### Supplied records
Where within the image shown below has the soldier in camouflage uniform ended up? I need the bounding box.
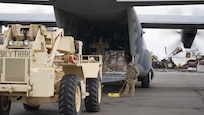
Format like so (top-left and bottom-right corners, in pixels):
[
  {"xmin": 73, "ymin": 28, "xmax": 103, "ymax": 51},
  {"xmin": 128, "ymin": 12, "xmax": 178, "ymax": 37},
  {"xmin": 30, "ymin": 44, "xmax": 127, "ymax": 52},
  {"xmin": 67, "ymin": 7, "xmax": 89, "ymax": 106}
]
[
  {"xmin": 90, "ymin": 37, "xmax": 109, "ymax": 72},
  {"xmin": 122, "ymin": 62, "xmax": 139, "ymax": 96}
]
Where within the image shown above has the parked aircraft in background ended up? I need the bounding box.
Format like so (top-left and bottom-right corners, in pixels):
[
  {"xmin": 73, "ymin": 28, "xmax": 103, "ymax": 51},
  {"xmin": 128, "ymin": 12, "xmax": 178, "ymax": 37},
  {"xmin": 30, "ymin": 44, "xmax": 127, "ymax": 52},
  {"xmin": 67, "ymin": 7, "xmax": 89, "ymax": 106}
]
[{"xmin": 0, "ymin": 0, "xmax": 204, "ymax": 87}]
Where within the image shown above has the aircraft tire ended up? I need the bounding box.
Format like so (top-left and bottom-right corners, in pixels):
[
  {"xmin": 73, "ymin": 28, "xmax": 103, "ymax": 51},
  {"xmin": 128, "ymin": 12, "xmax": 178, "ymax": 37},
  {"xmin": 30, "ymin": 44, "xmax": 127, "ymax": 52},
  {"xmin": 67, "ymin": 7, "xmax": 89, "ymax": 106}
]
[
  {"xmin": 166, "ymin": 61, "xmax": 175, "ymax": 69},
  {"xmin": 59, "ymin": 74, "xmax": 82, "ymax": 115},
  {"xmin": 0, "ymin": 96, "xmax": 11, "ymax": 115},
  {"xmin": 85, "ymin": 78, "xmax": 102, "ymax": 112},
  {"xmin": 23, "ymin": 104, "xmax": 40, "ymax": 111}
]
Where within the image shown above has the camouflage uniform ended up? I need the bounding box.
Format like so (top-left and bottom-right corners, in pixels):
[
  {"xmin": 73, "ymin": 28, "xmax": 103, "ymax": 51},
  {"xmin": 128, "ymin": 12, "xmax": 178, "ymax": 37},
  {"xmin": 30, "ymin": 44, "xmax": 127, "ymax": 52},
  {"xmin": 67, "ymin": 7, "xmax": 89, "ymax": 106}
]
[{"xmin": 123, "ymin": 65, "xmax": 139, "ymax": 96}]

### Exercise
Please return each line of the records above that contains the word "uniform".

### Final result
Where within the image shown below has the soldier in camouflage uniform ended up? I need the bounding box.
Where within the image shown above has the camouflage uniform ended up? I need the bounding box.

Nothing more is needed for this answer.